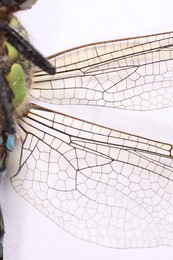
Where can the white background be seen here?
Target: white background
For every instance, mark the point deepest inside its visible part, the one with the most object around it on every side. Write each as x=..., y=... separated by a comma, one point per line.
x=55, y=25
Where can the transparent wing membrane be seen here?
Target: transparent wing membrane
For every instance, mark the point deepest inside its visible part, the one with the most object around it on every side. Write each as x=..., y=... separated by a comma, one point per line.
x=101, y=185
x=134, y=74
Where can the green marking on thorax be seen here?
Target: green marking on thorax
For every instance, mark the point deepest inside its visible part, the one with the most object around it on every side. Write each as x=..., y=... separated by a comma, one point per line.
x=16, y=76
x=16, y=79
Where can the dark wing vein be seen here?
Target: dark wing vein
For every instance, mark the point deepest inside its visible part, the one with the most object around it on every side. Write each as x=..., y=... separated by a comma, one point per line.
x=101, y=185
x=134, y=74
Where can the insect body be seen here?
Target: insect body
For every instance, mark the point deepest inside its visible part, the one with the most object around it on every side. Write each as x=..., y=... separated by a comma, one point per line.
x=99, y=184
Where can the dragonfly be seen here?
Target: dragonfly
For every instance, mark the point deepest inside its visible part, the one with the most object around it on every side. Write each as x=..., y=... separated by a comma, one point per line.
x=99, y=184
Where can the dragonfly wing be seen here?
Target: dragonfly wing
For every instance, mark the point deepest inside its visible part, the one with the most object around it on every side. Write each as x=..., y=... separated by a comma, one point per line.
x=134, y=74
x=101, y=185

INSTRUCTION
Convert every line of the entries above into a Markdown table with the columns Row and Line. Number the rows in order, skip blank lines, and omit the pictures.

FINISHED ANSWER
| Row | Line |
|---|---|
| 1 | Where can the white background be seen here? |
| 2 | Target: white background |
| 3 | For every instance, mark the point deepest inside its visible part, the one with the most object around it on every side. Write each as x=..., y=... separated by a comma, one point per line. |
| 4 | x=55, y=25 |
| 5 | Where can the transparent wing membrane be seen here? |
| 6 | Target: transparent wing membrane |
| 7 | For every instance, mark the point deepest inside its visible part, the one with the most object around it on every side. Write each as x=..., y=... separated by a comma, one point per line. |
| 8 | x=101, y=185 |
| 9 | x=134, y=74 |
| 10 | Where can the green marking on thorax be seen here? |
| 11 | Target: green marking on thorax |
| 12 | For every instance, mark the point deepest inside its visible part, the one with the most object around it on every side. Write each as x=..., y=... separated by a comma, one point per line. |
| 13 | x=16, y=76 |
| 14 | x=16, y=79 |
| 15 | Where can the dark wing vein be seen here? |
| 16 | Target: dark wing vein |
| 17 | For every instance, mark the point deepest inside its visible part, the one with the most object around it on every side. Write each as x=..., y=... separated by a comma, one point per line. |
| 18 | x=101, y=185 |
| 19 | x=134, y=74 |
| 20 | Where can the insect body be seen here? |
| 21 | Target: insect body |
| 22 | For every instance, mark the point deepest inside its visible part, the one with the most object around it on every side. Write each as x=..., y=... separated by a comma, one point per line. |
| 23 | x=99, y=184 |
| 24 | Where can the dragonfly be seen here? |
| 25 | Target: dragonfly |
| 26 | For every instance, mark the point deepest inside its visible part, the one with the most object around it on every side. Write each as x=..., y=... separated by a comma, one point per line. |
| 27 | x=99, y=184 |
| 28 | Where can the dragonfly wing be seen here? |
| 29 | Target: dragonfly wing |
| 30 | For every instance, mark the point deepest inside its visible part, the one with the most object around it on every side. Write each as x=..., y=... separated by a comma, one point per line. |
| 31 | x=134, y=74 |
| 32 | x=101, y=185 |